» **SHORT PROBLEM**
Render the items from the line with "task | point to each instance of the woman's closed" to the line with "[(783, 281)]" as a two-column CSV headed item_text and answer. Give one row per item, with each field in quotation marks and its line breaks replaced by spaces.

» **PROVIDED ENTRIES**
= = =

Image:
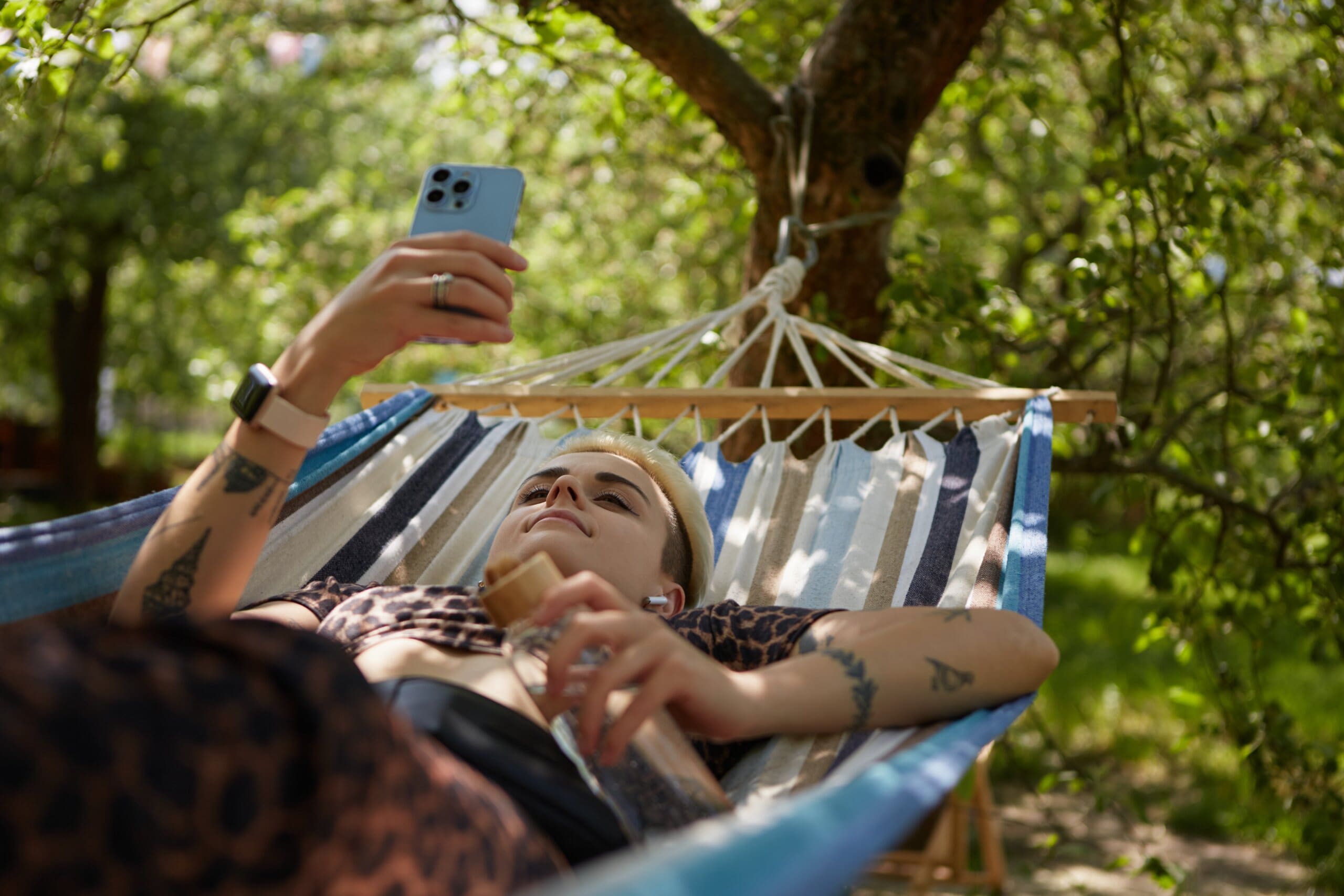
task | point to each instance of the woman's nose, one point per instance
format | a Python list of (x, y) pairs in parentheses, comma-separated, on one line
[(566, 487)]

= = =

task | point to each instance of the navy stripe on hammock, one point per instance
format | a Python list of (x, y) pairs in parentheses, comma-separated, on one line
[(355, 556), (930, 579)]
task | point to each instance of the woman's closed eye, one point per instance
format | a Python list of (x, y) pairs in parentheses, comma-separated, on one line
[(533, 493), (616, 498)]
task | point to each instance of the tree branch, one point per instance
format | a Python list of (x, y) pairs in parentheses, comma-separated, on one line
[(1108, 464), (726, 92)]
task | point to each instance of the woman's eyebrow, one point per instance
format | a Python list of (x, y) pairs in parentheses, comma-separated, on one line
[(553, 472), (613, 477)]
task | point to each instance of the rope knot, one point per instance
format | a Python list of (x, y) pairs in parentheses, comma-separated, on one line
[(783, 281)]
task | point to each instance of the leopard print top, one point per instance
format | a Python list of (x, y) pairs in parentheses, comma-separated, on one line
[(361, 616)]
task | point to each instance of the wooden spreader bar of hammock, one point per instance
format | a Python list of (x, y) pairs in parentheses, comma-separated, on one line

= = =

» **OUTPUT FOR THIS EXERCISE**
item_text,answer
"task | point to each instance of the woman's closed eye, one point per instance format | a Python list of (x, y) pairs in parentheses, comma-separated, on one line","[(533, 493), (616, 498)]"
"task | point to each instance of the tree branch, one point per instance format | a Python list of (x, y) pairs in parentheses, comma-separated, on one line","[(1108, 464), (726, 92)]"
"task | point to each instance of the woman's eyebrow, one point per instance format | a Python list of (x, y) pairs in parentheses, comma-separated, on one line","[(553, 472), (613, 477)]"
"task | point to each instance of the rope knot, one point per instance format | a Python list of (x, y) pairs in parentheses, comma-separated, on one line","[(783, 281)]"